**Source passage:**
——————————

I'm popping in to touch base. I have gone thru the responses more carefully- Susie and skeeter, those are good ideas. Susie, what you said about people not wanting to hire those with previous long term professions is right on target. As far as begging my mom, well I think I have already pushed that as far as I can. She isn't cut from the same mould as most and she made it pretty clear. If I stress the severity of things any further, she'll go off on one of her tangents that she claims are panic attacks and be on the phone hysterical to others until she has stirred up even more koi in mine and difficult child's lives- this has ALWAYS been her way. Example- she had told me I could stay with her right before difficult child was born (I was paying her to help out- this was due to access to hospital) and tthe first few weeks after difficult child was born, until I felt comfortable bringing him back to the home I had set up for us out of state. Fine- until he was born and I literally had to beg her on the phone to come and get us from the hospital when they discharged us. She called the nurses and told them I was trying to starve difficult child to death because I wanted to breastfeed and my milk hadn't come in right away. Is that normal for a mother/grandmother? I would have taken money with me for a taxi if I'd had any clue at all that she would do that. And then she wouldn't go in the pharmacy and get my rx filled for swelling and pain from the c-section, saying it was my responsibility. True, but I could barely stand up and even the pharmacist said I was about to pass out. Most assume this is just because she was mad over me having a baby out of wedlock, but it's not- she has always been this way.

——————————

**Information provided:**

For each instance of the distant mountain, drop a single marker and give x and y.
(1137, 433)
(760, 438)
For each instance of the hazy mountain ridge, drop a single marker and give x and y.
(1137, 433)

——————————

**Task item:** Pick up the forum post about the writer's mother after its final sentence and keep it going in the same voice.

**Output of the exercise:**
Anyway, I don't know for sure that difficult child will be with me but more than likely he will at least start out that way. Yes, we can move as long as I report it and give a new address to the PO. Surpisingly enough, PO acts like this is no big deal even though when the HI job was on the table, he seemed like it was a horrible long process. I haven't heard anything about another court hearing so they have no choice but to release him to me unless I refuse to go get him or unless something else changes thru the courts. I have approximately 45-60 days left in the house, which puts it about the time between difficult child getting out of detention and school starting so the timing is ok. Obviously, it's just all the better if I can be out even before then. Thus, I'm trying to form a plan. I'm selling stuff as fast as I can but I can't really do anything other than list it and reduce prices. I got approved for food stamps but the card hasn't arrived yet- and it's been a while since I was approved but I can't get the person on the phone to try to find out if the card has been mailed yet. Most of the money from selling stuff will go to utility bills. I have to get them paid quickly so that's why I've been concentrating on selling stuff the past week.
I'm cringing at the thought that I might have to find other homes for the dogs and give them up.
I've never applied for public housing before so I'm completely slueless about the process- I don't even know iif it's allowed to go out of this jurisdiction and apply in another area of the state where it might be easier for me to find a job. That's the sort of info I need help with. I don't even know who to call to get these answers. I'm hoping somebosy at the VA can poiint me in a direction, even though I only have health benefits at the medication center.